Transcribe every row below word for word, leaving out the pictures.

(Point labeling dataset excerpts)
----------------

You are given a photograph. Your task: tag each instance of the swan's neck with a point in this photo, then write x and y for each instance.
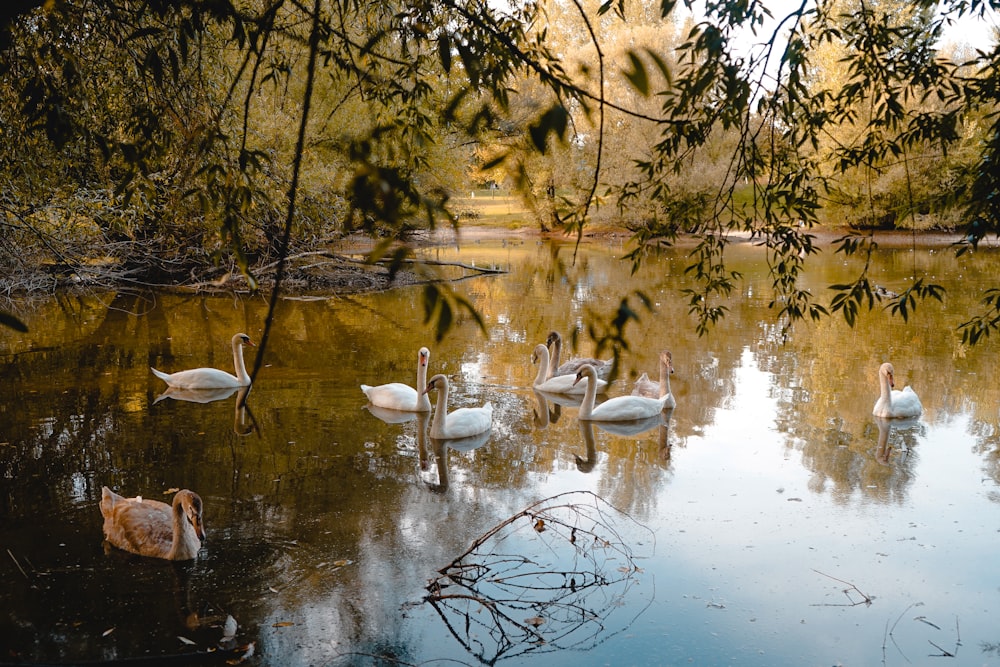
(554, 359)
(664, 380)
(886, 389)
(423, 400)
(179, 547)
(590, 397)
(440, 411)
(241, 369)
(544, 366)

----------------

#### [FULL OUTPUT]
You are given a photograph. Your task: tag each instance of the swan's neck with a point in this photo, then write x and y for each instance.
(554, 359)
(664, 380)
(886, 389)
(423, 400)
(179, 547)
(590, 397)
(440, 411)
(241, 369)
(544, 366)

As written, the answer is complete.